▶ Exercise tasks
• A. Translate this sentence from the article on nitrogen for garden plants into Spanish: "Garden soils are not generally tested for nitrogen."
• B. According to the article on nitrogen for garden plants, which of the nitrogen-only fertilizers is the most concentrated?
• C. Quote the passage of the article on nitrogen for garden plants that opens with the words containing "There are three" and closes with "zone after applying.".
======== Text ========
As the growing season progresses, the gardener needs to monitor their plants’ growth. The goal is to provide the basic items the plant needs to remain healthy, and nitrogen may be lacking with the extra rain fall.
A soil test will identify what is in the soil for plants to use, such as phosphorus and potassium levels. Recommendations can be suggested from the soil test. Garden soils are not generally tested for nitrogen. The availability of nitrogen changes continually.
Nitrogen promotes rapid vegetative growth, particularly with grasses. It is a vital element in the formation and function of chlorophyll, which is a key ingredient imparting a dark green color.
Adequate nitrogen also does many invisible import functions. It synthesizes amino acids, which in turn form protein. Nitrogen will regulate the uptake of other nutrients. Nucleic acid and enzymes need nitrogen to fulfill their roles.
Nitrogen is in our air, organic matter, water and soil. The goal is to have the right amount available at the right time for the plant to use. There may be enough naturally or some addition is needed. Each gardener will need to make that decision.
There are three nitrogen-only fertilizers likely available. Urea, ammonium sulfate and blood meal are the ones I can find. All are readily available to the plant by watering them into the root zone after applying.
They vary in concentration of nitrogen. Urea is the most concentrated with slightly over two pounds, equaling a pound of actual nitrogen. It would take slightly over eight pounds of blood meal to make an actual pound of nitrogen. A little less than five pounds of ammonium sulfate are needed.
A publication on top or side dressing nitrogen fertilizer is available at www.riley.ksu.edu or at the Extension office. Now is a good time to add nitrogen to warm-season grasses, annual flowers and several vegetables like sweet corn. Other plants will need it during this growing season.
======== Records supplied ========
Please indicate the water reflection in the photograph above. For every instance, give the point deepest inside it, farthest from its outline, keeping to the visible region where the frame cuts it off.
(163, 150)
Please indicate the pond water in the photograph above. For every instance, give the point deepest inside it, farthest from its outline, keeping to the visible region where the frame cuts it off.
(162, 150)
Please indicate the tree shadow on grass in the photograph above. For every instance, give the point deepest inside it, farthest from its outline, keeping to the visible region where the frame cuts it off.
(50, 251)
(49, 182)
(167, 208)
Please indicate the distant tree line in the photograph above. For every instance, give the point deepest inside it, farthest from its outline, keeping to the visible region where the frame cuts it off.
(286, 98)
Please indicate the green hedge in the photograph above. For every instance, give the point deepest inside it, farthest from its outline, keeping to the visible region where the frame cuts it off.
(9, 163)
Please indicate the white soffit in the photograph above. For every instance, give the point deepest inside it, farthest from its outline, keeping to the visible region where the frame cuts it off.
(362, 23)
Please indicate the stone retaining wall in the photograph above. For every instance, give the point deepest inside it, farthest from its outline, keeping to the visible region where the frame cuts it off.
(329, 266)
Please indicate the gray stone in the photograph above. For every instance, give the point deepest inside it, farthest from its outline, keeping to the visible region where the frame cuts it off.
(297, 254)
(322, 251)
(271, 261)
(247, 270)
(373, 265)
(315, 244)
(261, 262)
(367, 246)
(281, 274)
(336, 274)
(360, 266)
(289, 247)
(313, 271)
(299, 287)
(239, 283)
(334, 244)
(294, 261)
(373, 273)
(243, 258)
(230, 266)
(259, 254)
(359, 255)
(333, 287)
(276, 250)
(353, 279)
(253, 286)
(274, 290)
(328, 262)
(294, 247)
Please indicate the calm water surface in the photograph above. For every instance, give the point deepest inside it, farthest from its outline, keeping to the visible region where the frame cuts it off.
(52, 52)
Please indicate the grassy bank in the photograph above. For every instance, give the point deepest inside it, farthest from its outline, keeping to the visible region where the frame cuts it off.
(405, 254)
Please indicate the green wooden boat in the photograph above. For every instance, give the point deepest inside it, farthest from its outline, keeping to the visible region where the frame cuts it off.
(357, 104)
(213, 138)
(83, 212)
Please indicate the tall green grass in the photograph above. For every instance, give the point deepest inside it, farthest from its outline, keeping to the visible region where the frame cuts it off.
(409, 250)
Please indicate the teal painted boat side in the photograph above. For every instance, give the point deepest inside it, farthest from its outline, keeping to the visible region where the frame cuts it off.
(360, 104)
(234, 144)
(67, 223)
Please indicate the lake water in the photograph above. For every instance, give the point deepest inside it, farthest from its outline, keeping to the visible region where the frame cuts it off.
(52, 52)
========
▶ Answers by item number
• A. Por lo general, no se analiza el contenido de nitrógeno de los suelos de jardín.

• B. Urea.

• C.
There are three nitrogen-only fertilizers likely available. Urea, ammonium sulfate and blood meal are the ones I can find. All are readily available to the plant by watering them into the root zone after applying.